YOUR TASK ->
Copy out every line of the records below, requests included, and add 90 to each bounding-box coordinate in the answers.

THE DATA ->
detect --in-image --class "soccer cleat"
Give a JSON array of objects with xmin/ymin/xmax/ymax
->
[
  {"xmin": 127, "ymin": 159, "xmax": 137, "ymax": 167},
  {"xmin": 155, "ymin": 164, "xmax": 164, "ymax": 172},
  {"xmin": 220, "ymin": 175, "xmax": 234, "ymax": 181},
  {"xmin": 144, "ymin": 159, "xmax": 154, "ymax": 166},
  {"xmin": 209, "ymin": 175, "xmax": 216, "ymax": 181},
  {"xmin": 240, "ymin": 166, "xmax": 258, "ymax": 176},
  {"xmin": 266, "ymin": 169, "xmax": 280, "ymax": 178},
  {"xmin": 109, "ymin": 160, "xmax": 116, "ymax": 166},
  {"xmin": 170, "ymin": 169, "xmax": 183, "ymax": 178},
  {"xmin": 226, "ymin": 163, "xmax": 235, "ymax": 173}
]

SOLUTION ->
detect --in-image --class "soccer cleat"
Give a JSON array of objects with xmin/ymin/xmax/ymax
->
[
  {"xmin": 217, "ymin": 249, "xmax": 227, "ymax": 257},
  {"xmin": 245, "ymin": 254, "xmax": 254, "ymax": 262},
  {"xmin": 310, "ymin": 265, "xmax": 324, "ymax": 271},
  {"xmin": 234, "ymin": 249, "xmax": 244, "ymax": 256},
  {"xmin": 299, "ymin": 265, "xmax": 306, "ymax": 271},
  {"xmin": 330, "ymin": 256, "xmax": 348, "ymax": 266},
  {"xmin": 356, "ymin": 259, "xmax": 370, "ymax": 268},
  {"xmin": 199, "ymin": 250, "xmax": 206, "ymax": 256},
  {"xmin": 260, "ymin": 259, "xmax": 273, "ymax": 268},
  {"xmin": 316, "ymin": 253, "xmax": 325, "ymax": 263}
]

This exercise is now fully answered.